(Excerpts from labeled region data)
:::::

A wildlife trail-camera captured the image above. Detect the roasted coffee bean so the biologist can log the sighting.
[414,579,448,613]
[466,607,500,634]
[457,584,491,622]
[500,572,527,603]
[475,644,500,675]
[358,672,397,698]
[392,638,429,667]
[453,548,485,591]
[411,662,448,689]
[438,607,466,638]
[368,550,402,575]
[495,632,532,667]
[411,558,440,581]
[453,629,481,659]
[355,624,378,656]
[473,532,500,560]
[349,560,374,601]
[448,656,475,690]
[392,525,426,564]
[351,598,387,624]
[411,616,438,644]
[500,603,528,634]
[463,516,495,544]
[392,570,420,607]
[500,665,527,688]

:::::

_What this task involves:_
Rewrite every line of the items above, including the text lines. Multiply each bounding-box coordinate by 0.25 and round to the nearest whole number, with halves rounded up.

_Written solution:_
A wildlife trail-camera captured the image above. Detect the roasted coffee bean so the biologist can log the sighting.
[104,145,112,153]
[117,152,125,159]
[114,146,123,156]
[125,143,132,151]
[119,161,125,169]
[90,168,99,175]
[98,160,107,167]
[113,137,121,148]
[103,166,112,172]
[110,152,117,160]
[92,138,101,144]
[124,158,133,167]
[103,140,110,145]
[113,157,120,165]
[89,156,95,164]
[118,133,125,140]
[87,140,94,150]
[112,164,119,173]
[98,131,107,141]
[88,150,97,156]
[103,154,110,161]
[125,151,132,159]
[116,129,124,136]
[98,143,105,152]
[125,166,132,172]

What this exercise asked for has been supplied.